> [Requirement] Count the lines of the records below that contain the string "positive", matching case exactly, and reply with the number alone.
===============
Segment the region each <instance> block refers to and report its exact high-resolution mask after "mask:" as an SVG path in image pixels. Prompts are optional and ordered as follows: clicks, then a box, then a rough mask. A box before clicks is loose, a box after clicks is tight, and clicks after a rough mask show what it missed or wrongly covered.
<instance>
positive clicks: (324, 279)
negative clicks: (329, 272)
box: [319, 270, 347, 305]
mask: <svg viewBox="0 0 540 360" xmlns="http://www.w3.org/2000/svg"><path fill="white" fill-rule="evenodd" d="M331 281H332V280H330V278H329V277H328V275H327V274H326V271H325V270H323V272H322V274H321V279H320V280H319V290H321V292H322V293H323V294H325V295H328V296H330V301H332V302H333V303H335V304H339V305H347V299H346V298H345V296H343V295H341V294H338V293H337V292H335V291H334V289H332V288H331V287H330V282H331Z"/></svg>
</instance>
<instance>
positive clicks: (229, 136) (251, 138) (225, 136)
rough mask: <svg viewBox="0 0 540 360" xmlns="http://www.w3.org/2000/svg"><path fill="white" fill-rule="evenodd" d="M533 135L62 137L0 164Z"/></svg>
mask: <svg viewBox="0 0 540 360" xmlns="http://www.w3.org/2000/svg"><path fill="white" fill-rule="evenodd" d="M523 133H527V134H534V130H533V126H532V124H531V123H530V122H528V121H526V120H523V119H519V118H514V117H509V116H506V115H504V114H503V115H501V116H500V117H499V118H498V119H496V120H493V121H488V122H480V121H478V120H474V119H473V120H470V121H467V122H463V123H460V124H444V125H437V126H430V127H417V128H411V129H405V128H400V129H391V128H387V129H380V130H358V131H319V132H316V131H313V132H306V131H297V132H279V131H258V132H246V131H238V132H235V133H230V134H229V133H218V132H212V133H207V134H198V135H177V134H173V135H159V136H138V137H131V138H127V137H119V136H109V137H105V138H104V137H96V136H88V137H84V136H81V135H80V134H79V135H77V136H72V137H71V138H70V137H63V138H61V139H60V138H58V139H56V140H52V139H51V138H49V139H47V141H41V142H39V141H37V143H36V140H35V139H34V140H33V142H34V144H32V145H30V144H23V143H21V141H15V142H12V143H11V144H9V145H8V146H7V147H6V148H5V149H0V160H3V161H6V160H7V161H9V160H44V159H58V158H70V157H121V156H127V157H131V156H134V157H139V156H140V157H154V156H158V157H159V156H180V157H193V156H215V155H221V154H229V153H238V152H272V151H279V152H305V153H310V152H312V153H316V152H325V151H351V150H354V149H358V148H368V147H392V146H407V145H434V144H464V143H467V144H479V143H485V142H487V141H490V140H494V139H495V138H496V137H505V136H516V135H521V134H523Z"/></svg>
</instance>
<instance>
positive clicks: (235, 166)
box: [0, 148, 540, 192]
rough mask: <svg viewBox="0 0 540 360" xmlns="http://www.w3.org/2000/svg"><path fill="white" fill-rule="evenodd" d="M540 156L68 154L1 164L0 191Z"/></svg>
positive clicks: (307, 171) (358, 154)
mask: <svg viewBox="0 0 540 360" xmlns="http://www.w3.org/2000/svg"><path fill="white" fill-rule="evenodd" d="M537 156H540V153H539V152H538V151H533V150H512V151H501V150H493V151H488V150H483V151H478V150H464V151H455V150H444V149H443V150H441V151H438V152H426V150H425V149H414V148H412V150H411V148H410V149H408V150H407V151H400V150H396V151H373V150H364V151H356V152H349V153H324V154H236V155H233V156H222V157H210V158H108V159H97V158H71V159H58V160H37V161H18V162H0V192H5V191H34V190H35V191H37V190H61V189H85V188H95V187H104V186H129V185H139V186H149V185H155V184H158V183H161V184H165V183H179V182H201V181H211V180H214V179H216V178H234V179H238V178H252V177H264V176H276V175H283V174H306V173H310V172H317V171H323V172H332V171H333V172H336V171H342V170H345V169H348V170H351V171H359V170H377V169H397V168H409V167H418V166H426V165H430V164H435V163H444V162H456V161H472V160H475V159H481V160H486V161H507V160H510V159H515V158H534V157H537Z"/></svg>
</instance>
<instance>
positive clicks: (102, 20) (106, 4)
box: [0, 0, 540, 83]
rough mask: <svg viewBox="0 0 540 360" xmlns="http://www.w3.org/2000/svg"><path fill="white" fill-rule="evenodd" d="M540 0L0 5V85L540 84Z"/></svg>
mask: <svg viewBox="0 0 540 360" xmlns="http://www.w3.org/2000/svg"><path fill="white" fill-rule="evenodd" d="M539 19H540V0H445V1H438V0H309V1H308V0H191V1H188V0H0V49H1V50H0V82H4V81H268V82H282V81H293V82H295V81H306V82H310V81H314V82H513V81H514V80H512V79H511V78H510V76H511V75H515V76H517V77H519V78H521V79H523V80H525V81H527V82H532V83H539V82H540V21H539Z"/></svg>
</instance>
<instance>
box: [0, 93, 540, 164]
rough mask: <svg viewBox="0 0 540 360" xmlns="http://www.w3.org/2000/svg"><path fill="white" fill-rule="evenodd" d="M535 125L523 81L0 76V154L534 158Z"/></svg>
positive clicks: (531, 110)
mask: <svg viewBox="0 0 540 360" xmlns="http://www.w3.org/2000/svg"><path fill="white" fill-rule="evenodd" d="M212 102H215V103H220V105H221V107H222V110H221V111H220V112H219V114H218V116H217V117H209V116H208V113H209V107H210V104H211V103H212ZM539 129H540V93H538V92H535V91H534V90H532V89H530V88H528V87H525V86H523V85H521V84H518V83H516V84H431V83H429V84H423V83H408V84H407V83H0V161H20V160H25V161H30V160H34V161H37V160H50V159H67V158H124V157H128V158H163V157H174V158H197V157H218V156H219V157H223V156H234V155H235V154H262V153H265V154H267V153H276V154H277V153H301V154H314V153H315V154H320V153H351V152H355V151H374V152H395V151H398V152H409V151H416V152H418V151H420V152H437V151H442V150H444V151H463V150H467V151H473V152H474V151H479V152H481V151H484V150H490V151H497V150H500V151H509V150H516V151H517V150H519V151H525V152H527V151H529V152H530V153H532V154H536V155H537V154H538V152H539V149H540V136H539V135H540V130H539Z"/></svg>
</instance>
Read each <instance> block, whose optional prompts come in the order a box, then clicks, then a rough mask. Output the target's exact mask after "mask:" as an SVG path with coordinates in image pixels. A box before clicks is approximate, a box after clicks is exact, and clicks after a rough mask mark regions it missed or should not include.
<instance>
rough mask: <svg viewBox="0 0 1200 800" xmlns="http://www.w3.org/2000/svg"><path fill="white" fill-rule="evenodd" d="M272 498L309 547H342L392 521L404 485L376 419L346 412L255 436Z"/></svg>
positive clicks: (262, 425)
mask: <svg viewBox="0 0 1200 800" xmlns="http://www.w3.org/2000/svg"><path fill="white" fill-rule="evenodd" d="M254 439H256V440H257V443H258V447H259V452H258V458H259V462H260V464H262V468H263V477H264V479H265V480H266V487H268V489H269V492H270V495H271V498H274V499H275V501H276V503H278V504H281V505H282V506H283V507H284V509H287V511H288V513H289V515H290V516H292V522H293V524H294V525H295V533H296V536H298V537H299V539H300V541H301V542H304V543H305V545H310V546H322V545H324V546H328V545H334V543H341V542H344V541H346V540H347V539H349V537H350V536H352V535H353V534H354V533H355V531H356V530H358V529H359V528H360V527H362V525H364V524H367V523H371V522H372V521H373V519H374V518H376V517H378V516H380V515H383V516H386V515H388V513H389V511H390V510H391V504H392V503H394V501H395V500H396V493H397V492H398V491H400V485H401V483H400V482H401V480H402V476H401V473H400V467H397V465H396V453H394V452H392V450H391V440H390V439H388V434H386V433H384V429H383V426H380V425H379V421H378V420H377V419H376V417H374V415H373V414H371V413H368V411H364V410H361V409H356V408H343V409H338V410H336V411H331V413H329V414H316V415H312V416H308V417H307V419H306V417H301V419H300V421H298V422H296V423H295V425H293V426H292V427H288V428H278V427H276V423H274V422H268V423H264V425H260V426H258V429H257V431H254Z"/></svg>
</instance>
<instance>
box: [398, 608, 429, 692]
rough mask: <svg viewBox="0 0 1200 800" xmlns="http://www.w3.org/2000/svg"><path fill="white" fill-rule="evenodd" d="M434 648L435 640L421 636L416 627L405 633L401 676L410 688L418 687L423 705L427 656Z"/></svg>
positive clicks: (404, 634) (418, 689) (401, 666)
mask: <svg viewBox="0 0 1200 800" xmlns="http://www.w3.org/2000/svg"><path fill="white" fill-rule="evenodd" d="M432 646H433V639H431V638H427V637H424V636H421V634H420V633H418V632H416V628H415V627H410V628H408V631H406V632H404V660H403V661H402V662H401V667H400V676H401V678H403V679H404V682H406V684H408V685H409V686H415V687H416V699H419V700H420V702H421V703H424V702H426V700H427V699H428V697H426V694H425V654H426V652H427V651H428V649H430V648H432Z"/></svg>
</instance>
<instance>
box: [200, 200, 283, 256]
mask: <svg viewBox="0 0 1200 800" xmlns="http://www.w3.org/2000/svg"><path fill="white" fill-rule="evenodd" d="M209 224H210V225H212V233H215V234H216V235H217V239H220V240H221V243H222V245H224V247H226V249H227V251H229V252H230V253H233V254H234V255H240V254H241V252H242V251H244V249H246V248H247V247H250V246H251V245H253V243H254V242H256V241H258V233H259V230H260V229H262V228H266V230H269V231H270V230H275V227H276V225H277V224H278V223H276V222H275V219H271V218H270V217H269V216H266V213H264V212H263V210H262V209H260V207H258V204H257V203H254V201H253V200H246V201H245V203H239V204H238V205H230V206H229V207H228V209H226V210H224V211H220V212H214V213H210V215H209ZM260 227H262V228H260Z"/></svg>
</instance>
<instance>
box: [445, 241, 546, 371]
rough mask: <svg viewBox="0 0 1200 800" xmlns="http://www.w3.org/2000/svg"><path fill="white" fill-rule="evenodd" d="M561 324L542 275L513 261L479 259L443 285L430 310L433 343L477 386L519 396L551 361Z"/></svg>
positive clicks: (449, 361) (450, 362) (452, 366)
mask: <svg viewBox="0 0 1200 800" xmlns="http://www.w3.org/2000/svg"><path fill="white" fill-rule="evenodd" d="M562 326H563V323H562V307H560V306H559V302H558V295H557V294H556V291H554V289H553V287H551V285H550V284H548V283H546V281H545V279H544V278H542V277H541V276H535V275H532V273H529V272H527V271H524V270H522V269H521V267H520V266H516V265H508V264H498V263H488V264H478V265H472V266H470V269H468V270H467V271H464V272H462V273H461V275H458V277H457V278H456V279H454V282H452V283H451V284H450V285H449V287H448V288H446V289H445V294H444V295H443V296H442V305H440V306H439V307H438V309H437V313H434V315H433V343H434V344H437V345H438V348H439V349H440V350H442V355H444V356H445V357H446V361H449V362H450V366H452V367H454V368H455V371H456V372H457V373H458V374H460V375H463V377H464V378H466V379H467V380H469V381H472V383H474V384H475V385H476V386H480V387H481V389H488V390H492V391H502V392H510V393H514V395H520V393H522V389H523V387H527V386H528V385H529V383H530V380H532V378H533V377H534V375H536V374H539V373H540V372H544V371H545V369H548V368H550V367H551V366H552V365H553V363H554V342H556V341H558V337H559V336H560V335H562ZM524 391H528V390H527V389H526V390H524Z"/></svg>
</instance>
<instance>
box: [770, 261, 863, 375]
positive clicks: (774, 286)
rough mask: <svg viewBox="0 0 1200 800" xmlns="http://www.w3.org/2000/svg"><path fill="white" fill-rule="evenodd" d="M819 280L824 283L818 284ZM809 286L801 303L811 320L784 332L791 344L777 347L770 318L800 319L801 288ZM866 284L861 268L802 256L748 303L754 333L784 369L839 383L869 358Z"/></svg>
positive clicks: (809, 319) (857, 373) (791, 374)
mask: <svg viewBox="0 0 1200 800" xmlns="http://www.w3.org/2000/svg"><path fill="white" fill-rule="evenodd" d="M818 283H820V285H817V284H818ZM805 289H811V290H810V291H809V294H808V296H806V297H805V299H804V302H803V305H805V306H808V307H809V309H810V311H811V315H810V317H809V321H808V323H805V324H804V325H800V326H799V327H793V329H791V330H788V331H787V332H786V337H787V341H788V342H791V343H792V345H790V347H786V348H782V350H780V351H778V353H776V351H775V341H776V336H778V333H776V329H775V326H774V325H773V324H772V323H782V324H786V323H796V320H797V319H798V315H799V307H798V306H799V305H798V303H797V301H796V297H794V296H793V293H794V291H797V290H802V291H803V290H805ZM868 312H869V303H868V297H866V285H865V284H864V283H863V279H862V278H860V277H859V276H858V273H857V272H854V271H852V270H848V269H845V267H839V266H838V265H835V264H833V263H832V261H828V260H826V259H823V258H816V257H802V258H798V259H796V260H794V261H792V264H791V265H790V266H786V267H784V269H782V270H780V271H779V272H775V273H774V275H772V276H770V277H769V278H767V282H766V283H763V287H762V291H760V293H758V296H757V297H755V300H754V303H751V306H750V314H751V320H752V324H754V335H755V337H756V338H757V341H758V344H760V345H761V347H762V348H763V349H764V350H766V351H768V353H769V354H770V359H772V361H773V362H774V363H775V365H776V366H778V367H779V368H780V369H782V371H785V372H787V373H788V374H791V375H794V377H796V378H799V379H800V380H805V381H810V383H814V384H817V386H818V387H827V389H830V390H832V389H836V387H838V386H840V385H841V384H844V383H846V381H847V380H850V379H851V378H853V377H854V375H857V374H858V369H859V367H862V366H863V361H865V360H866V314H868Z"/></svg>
===============
> [Answer section] 11